▶
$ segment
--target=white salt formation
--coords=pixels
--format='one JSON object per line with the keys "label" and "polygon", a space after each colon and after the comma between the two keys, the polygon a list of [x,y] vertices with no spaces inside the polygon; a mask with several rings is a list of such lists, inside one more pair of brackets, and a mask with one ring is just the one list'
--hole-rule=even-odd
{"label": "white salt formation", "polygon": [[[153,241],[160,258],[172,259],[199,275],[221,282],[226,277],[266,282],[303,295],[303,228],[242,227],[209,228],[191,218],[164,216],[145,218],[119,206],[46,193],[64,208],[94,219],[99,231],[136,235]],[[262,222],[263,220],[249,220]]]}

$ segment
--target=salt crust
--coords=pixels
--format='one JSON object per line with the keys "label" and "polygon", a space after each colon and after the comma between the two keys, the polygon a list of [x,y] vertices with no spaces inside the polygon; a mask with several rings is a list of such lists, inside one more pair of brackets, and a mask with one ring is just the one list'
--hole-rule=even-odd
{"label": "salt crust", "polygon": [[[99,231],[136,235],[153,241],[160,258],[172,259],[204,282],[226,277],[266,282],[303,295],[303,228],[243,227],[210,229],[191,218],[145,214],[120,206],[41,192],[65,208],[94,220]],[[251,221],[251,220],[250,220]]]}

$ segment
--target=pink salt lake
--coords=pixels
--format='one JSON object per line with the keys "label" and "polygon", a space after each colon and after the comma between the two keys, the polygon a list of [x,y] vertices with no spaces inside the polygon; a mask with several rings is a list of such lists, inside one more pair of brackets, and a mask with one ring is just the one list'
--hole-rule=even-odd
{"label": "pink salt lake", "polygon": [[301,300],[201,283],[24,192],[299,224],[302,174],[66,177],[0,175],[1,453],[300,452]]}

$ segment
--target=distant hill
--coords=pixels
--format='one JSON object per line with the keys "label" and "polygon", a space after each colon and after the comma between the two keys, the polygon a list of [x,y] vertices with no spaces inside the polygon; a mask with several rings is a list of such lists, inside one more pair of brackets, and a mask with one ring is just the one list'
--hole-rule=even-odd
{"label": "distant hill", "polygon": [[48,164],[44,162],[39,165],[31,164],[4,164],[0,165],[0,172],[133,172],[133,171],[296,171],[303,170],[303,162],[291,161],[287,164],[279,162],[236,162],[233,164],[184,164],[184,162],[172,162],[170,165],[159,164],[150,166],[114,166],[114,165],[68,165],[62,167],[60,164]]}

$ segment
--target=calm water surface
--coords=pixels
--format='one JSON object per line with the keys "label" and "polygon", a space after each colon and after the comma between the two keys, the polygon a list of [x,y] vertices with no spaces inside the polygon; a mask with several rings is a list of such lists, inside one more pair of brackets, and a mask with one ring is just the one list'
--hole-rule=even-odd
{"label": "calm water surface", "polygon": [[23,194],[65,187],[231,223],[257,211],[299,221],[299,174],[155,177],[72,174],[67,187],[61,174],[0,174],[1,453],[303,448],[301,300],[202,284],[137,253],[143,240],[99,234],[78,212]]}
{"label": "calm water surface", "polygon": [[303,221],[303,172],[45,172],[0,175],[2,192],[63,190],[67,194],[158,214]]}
◀
» **Written request**: Pick out every line in the entries above that contains the word "salt", and copy each of those lines.

» **Answer in full**:
--target=white salt formation
{"label": "white salt formation", "polygon": [[[153,241],[160,258],[172,259],[199,275],[221,282],[226,277],[266,282],[303,295],[303,228],[242,227],[209,228],[191,218],[164,216],[145,218],[119,206],[46,193],[64,208],[94,219],[99,231],[136,235]],[[262,222],[263,220],[249,220]]]}
--target=salt crust
{"label": "salt crust", "polygon": [[[99,231],[136,235],[153,241],[160,258],[172,259],[204,282],[226,277],[266,282],[303,295],[303,228],[243,227],[210,229],[191,218],[145,214],[120,206],[41,192],[65,208],[94,220]],[[251,221],[251,220],[250,220]]]}
--target=pink salt lake
{"label": "pink salt lake", "polygon": [[301,300],[201,283],[24,192],[299,224],[302,174],[66,177],[0,175],[1,453],[300,452]]}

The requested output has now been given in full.